### Vorgegebener Text:
##############################

Supraphon mono 0 13 0527, stereo 1 13 0527.
"Worüber würden Sie singen, wenn es keine Frauen gäbe?" - fragte ich Udo Jürgens im Juni 1966 und dachte dabei nicht nur an seine Texte, sondern auch an seine Melodien, ausgehend von der Musik der Romantik bis hin zum deutschen Schlager, sowie an seine leidenschaftliche Stimme.
Er dachte einen Moment nach. Dann antwortete er bestimmt: "Dann würde ich gar nicht singen."
Darin besteht der Schlüssel zu Udo Jürgens: zu glauben, es so machen zu müssen wie ein Operettentenor, der an seine Operette glaubt, weil er nichts falsch machen möchte.
Ich verstehe auch die Menschen, die diese Jürgensche Sentimentalität abstößt.
Mich persönlich reißt dieser Österreicher aber mit, und es reicht mir auch nicht aus, darüber kritisch zu urteilen.
Wobei ich allerdings finde, was seine Platte betrifft, daß bestimmte Höhen etwas unangenehm klingen (Jeder Traum geht zu Ende; Johnny Boy) und einmal auch die Musik (Mon amour, la rose, mon amour): dieser Titel erinnert eher an eine Zeit, in der Jürgens noch ohne großen Erfolg war.
Aber Gesang, Arrangement und Repertoire - dies alles entspricht Jürgens, es elektrisiert uns, eine überraschende Harmonie von Beat und Melodie.
In "Yesterday" klingen, verglichen zu McCartney, mehr Demut und Erwartung durch, oder sein Titel "Cotton Fields", welcher ebenfalls keinen deutschen Ursprung hat.

##############################

### Aufgabenstellung 1:
Nennen Sie jede Zeile der Einträge, in der die Zeichenfolge "ball" vorkommt. Groß- und Kleinschreibung sind dabei zu beachten.

### Übungsmaterial:

##############################

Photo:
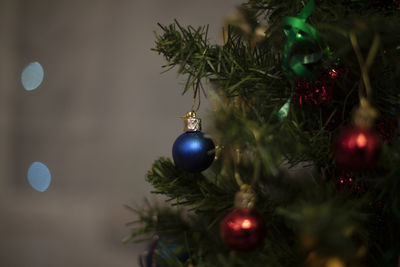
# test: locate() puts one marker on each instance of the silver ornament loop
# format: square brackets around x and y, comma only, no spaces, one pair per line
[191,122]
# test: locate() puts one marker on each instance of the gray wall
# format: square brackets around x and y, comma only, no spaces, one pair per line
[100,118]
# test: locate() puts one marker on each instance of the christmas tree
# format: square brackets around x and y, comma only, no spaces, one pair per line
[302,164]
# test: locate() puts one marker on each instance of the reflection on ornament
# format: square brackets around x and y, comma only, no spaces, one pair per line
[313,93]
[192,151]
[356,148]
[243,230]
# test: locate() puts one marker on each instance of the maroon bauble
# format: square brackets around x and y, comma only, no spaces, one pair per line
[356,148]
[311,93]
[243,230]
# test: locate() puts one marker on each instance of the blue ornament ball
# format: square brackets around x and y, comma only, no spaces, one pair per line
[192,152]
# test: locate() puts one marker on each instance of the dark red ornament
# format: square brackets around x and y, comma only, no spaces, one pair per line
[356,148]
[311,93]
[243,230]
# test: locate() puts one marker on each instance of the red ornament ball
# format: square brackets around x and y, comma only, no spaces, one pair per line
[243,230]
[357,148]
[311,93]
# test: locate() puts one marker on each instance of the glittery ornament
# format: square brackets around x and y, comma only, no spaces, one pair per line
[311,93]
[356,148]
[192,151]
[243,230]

##############################

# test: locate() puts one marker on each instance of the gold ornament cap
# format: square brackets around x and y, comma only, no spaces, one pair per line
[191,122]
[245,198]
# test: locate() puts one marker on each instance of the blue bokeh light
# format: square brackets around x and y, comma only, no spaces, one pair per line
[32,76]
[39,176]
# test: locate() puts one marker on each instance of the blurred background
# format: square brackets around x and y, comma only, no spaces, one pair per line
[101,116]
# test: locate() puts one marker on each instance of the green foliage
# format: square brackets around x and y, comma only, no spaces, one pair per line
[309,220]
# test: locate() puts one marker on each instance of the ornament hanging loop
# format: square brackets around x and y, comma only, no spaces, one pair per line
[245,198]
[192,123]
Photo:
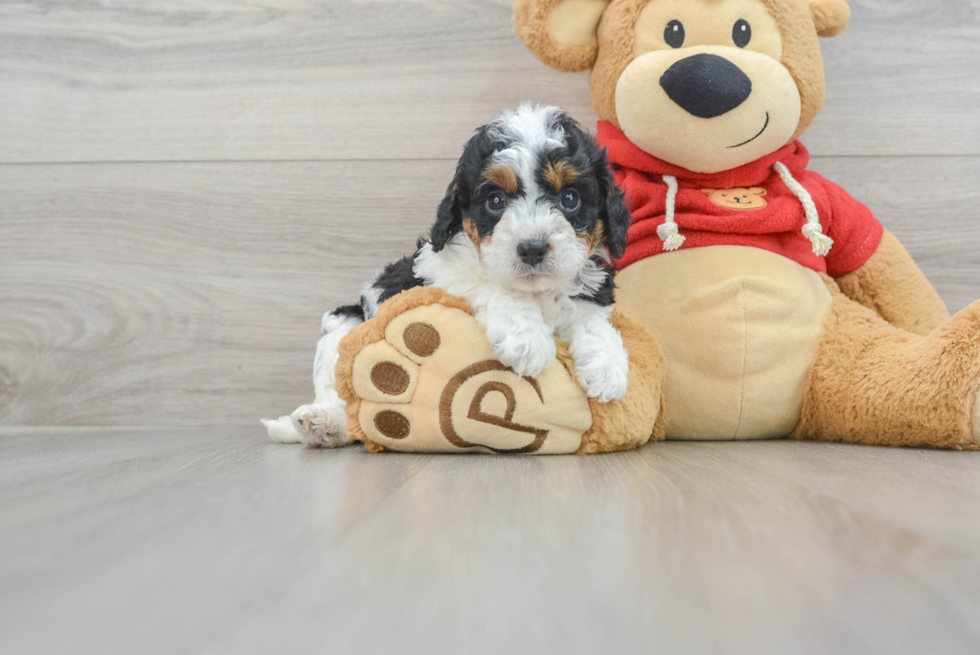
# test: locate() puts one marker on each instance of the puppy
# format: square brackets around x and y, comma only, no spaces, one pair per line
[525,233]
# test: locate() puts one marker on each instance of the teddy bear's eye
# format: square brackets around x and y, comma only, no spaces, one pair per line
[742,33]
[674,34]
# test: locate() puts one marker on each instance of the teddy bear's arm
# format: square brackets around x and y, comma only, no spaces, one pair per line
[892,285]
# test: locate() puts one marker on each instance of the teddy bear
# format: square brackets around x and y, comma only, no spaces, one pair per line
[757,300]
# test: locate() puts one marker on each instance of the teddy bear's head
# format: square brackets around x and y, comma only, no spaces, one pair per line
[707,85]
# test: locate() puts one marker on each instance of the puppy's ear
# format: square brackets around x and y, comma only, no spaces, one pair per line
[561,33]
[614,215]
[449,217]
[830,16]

##############################

### Aufgabenstellung 2:
Prüfen Sie für jede der folgenden Aussagen, ob sie mit dem vorgegebenen Text übereinstimmt, und antworten Sie jeweils mit Ja oder Nein samt dem wörtlichen Beleg aus dem vorgegebenen Text.
(a) Die Frage an Udo Jürgens wurde im Juni 1966 gestellt.
(b) Der Titel „Cotton Fields“ hat einen deutschen Ursprung.
(c) Der Titel „Mon amour, la rose, mon amour“ erinnert an eine Zeit, in der Jürgens noch keinen großen Erfolg hatte.

### Vollständige Antwort 1:
# test: locate() puts one marker on each instance of the blue ornament ball
# test: locate() puts one marker on each instance of the red ornament ball

### Vollständige Antwort 2:
(a) Ja: „fragte ich Udo Jürgens im Juni 1966“
(b) Nein: „welcher ebenfalls keinen deutschen Ursprung hat“
(c) Ja: „dieser Titel erinnert eher an eine Zeit, in der Jürgens noch ohne großen Erfolg war“